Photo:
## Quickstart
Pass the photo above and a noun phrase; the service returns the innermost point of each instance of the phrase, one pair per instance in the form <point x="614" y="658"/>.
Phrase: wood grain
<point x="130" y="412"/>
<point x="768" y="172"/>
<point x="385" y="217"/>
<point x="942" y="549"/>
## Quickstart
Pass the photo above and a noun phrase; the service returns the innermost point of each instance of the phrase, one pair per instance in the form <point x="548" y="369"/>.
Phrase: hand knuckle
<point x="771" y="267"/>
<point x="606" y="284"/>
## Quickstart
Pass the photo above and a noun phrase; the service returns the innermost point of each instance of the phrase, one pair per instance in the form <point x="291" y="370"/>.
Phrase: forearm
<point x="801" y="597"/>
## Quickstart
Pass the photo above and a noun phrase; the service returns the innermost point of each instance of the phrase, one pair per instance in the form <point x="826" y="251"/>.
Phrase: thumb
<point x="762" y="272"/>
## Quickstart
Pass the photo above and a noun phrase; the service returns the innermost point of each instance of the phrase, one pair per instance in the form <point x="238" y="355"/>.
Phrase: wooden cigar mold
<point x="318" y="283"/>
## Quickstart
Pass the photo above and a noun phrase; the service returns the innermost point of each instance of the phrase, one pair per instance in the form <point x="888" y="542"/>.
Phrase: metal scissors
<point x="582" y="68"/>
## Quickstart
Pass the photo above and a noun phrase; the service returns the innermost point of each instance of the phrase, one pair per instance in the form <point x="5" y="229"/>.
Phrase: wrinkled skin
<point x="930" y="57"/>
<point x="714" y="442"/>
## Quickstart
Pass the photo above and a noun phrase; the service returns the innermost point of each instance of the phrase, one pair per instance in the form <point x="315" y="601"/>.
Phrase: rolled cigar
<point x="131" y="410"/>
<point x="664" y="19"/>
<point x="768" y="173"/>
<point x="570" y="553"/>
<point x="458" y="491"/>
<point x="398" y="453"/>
▬▬▬▬▬▬
_Instructions to follow_: Return every line of the listing above that contains the word "cigar".

_Answer to this task_:
Phrase: wooden cigar mold
Phrase: rolled cigar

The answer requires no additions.